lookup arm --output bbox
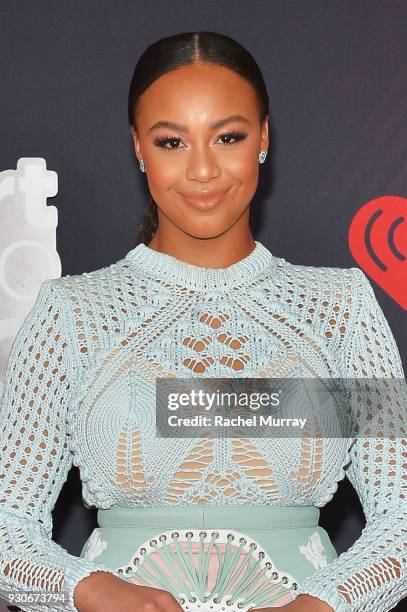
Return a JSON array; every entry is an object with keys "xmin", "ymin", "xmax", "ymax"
[
  {"xmin": 0, "ymin": 279, "xmax": 117, "ymax": 611},
  {"xmin": 294, "ymin": 268, "xmax": 407, "ymax": 611}
]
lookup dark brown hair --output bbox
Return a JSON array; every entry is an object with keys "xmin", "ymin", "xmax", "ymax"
[{"xmin": 128, "ymin": 31, "xmax": 270, "ymax": 247}]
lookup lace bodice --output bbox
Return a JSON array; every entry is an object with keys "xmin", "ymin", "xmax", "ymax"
[{"xmin": 0, "ymin": 240, "xmax": 405, "ymax": 611}]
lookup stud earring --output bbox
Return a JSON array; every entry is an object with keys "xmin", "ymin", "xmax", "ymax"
[
  {"xmin": 258, "ymin": 149, "xmax": 268, "ymax": 164},
  {"xmin": 139, "ymin": 158, "xmax": 145, "ymax": 173}
]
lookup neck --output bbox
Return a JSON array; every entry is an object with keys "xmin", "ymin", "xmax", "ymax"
[{"xmin": 147, "ymin": 230, "xmax": 256, "ymax": 270}]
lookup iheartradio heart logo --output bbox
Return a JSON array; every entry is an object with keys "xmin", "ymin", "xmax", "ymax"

_WHAT IS REQUIRED_
Once the pictures are set aside, transcribe the remaining lines above exactly.

_RESPONSE_
lookup arm --output bbox
Return a JSON array; every entry is an object with keys "xmin", "ymin", "xmax", "ymax"
[
  {"xmin": 0, "ymin": 279, "xmax": 117, "ymax": 611},
  {"xmin": 294, "ymin": 268, "xmax": 407, "ymax": 611}
]
lookup dark brown hair --output bbox
Return a JSON array; every entry is an object with keys "xmin", "ymin", "xmax", "ymax"
[{"xmin": 128, "ymin": 31, "xmax": 270, "ymax": 247}]
lookup lace bodice --output bbox
Return a JSON array; every entry is an object with keys "xmin", "ymin", "xmax", "ymax"
[{"xmin": 0, "ymin": 240, "xmax": 405, "ymax": 611}]
lookup stud earring --output bbox
Return a JSON array; every entry is an object with keys "xmin", "ymin", "xmax", "ymax"
[
  {"xmin": 258, "ymin": 149, "xmax": 268, "ymax": 164},
  {"xmin": 139, "ymin": 158, "xmax": 145, "ymax": 173}
]
lookup neck --output bbox
Return a JSON array; every entry is an object with keys "xmin", "ymin", "xmax", "ymax"
[{"xmin": 147, "ymin": 230, "xmax": 256, "ymax": 270}]
lookup iheartradio heart logo --output bbox
Return a JSON array; every entry is an object with keys "xmin", "ymin", "xmax", "ymax"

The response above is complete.